# STATED GOAL
In the post about unzipping nested zip files, which Python version does the teacher use, and for what reason?

# READING PASSAGE
==============================
[Tutor] Unzipping a Zip of folders that have zips within them that I'd like to unzip all at once.

Peter Otten __peter__ at web.de
Wed Sep 19 12:58:11 CEST 2012


Gregory Lund wrote:

> I teach at a college and I'm trying to use Python (2.6 because I'm
> running my tool in ArcGIS) to unzip a .zip file that contains one
> folder full of student folders, each with 1 or more submissions
> (zipfiles) that represent student submissions to weekly lab
> assignments.

Your lack of response in the previous thread

http://mail.python.org/pipermail/tutor/2012-August/090742.html

is not a big motivation to answer this one.
 
> It all starts with an originalzip.zip (for example) that has a single
> folder (originalfolder)
> Within the 'originalfolder' folder there are anywhere from 1 - 40
> folders (that are not zipped). (these are the students userid folders)
> Within each of the (1-40) student userid folders is anywhere from 1-10
> zipfiles and perhaps a .pdf or .docx (if for example they submitted
> more than one revision of the assignment, there are more than 1)
> 
> Folder Structure
> 
> originalzip.zip
> --originalfolder
>   --folder1 (w/ two zip folders)
>     --internalzip1_a.zip
>     --internalfolder1_a
>       --files
>       --folders
>     --internalzip1_b.zip
>     --internalfolder1_b
>       --files
>       --folders
>   --folder2 (w/1 zip folder)
>     --internalzip2.zip
>     --internalfolder2
>       --files
>       --folders
>   --etc....
> 
> My goal is to:
> a) Unzip the 'originalzip.zip'
> b) go to the 'originalfolder' (the unzipped version of the
> originalzip.zip) c) go into the first folder (folder1) in the original
> folder and unzip any and all zipfiles within it
> d) go to the second folder (folder2) in the original folder and unzip
> any and all zipfiles within it
> e) continue until all folders within originalfolders have been checked
> for internalzips
> 
> 
> ### Note, I am a beginner both with this tutor environment and in python.
> I apologize in advance if my code below is 'not up to par' but I am
> trying to keep it simple in nature and use ample comments to keep
> track of what I am doing. I also don't know if I should post sample
> data (zipfile of a folder of folders with zipfiles), and if so, where?
==============================
# SUPPLIED DATA
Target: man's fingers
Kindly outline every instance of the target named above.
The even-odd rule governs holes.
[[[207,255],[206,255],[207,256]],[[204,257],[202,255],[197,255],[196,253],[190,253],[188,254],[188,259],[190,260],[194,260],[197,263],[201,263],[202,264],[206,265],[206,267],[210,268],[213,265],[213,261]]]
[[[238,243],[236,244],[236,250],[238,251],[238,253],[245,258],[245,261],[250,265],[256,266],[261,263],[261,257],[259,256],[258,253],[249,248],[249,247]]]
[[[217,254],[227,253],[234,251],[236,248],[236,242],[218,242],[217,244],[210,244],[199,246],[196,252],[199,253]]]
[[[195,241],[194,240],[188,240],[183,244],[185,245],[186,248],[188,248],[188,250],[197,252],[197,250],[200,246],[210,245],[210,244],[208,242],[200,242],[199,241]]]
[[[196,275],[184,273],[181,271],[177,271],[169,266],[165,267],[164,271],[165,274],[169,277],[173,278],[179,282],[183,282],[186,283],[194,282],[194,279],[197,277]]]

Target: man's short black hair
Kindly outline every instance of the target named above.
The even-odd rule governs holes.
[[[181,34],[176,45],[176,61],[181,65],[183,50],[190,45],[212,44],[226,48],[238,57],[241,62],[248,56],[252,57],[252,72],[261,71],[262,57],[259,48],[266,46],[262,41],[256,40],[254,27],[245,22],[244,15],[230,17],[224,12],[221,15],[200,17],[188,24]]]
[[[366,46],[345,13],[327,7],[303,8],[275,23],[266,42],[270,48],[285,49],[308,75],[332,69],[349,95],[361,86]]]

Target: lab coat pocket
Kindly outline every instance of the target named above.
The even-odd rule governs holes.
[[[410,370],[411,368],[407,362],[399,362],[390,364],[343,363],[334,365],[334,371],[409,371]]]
==============================
# THE RESULT
Python 2.6, because the tool runs in ArcGIS.